_What is expected_:
Write the records out again, precisely as they stand.

_Material supplied_:
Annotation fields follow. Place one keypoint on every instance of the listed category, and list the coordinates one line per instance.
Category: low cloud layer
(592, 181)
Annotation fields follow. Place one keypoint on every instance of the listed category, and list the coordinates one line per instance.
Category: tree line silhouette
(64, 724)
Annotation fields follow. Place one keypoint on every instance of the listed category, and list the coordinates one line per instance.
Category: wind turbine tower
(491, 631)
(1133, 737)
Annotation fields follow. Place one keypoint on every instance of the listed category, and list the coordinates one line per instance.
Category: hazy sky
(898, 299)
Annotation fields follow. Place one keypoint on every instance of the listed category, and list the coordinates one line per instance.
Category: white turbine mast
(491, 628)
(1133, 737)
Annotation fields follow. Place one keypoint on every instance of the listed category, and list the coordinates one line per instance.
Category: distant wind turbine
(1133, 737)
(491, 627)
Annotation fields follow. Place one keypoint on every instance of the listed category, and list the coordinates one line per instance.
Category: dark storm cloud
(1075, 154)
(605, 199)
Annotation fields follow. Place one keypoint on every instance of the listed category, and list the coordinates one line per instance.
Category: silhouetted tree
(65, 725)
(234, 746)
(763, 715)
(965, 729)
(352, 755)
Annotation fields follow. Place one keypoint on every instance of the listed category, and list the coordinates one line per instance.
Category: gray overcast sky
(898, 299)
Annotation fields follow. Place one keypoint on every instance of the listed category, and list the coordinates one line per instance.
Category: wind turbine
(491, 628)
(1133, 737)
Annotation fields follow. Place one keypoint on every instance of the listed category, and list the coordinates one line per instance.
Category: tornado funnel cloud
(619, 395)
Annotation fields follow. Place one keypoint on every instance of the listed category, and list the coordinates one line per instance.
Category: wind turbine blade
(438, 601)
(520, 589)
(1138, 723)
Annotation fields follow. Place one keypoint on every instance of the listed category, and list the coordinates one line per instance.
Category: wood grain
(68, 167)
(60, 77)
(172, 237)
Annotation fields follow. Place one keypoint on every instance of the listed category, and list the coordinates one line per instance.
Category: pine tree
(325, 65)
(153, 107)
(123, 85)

_Answer to this problem_:
Annotation fields follow. Place one keypoint on every instance of the listed category, and list the coordinates one line per instance.
Category: low cloud layer
(592, 181)
Annotation fields follow. Place one keypoint on every instance of the listed category, and list the coordinates one line per instance.
Category: tree line silhouette
(64, 724)
Annotation fields follow. Place one keypoint on every instance of the listed category, and list the coordinates one line per instance.
Category: wind turbine tower
(491, 631)
(1133, 737)
Annotation fields follow. Place one keypoint on every instance of the listed category, and list the coordinates one line per instance.
Category: hazy sky
(898, 299)
Annotation fields follow. Place one keypoint on every instance of the listed category, and list the coordinates one line per instance.
Category: white turbine mast
(491, 628)
(1133, 737)
Annotation fields follow. Place one keypoint on every instance of the listed category, and list the coordinates one line per instance.
Category: distant wind turbine
(1133, 737)
(491, 627)
Annotation fields follow. Place one keypoint on every instance of the listed category, and list the coordinates one line per instance.
Category: dark storm cloud
(1075, 154)
(605, 199)
Annotation fields follow. Place one keypoint on every instance of the listed category, and list the coordinates one line per instance.
Category: silhouetted tree
(65, 725)
(234, 746)
(763, 715)
(965, 729)
(352, 755)
Annotation fields follow. Place one keypoint on every instance of the listed category, and list the coordinates one line per instance.
Category: gray overcast sky
(898, 299)
Annotation fields follow. Place one keypoint on every instance of the listed category, and list the coordinates one line per instance.
Category: wind turbine
(491, 628)
(1133, 737)
Annotation fields follow. Place one keypoint on every instance of the listed category, and list the coordinates one line per instance.
Category: tornado funnel cloud
(619, 395)
Annotation fields follow. Place one keypoint on every instance of the listed category, and list the coordinates one line per instance.
Category: wind turbine blade
(438, 601)
(520, 589)
(1138, 723)
Annotation fields follow. Place one keypoint on every instance of the listed category, and list the coordinates one line per instance.
Category: wood grain
(68, 167)
(60, 77)
(172, 237)
Annotation fields follow. Place one keypoint on every instance of the listed category, and list the coordinates one line per instance.
Category: pine tree
(325, 65)
(153, 107)
(123, 85)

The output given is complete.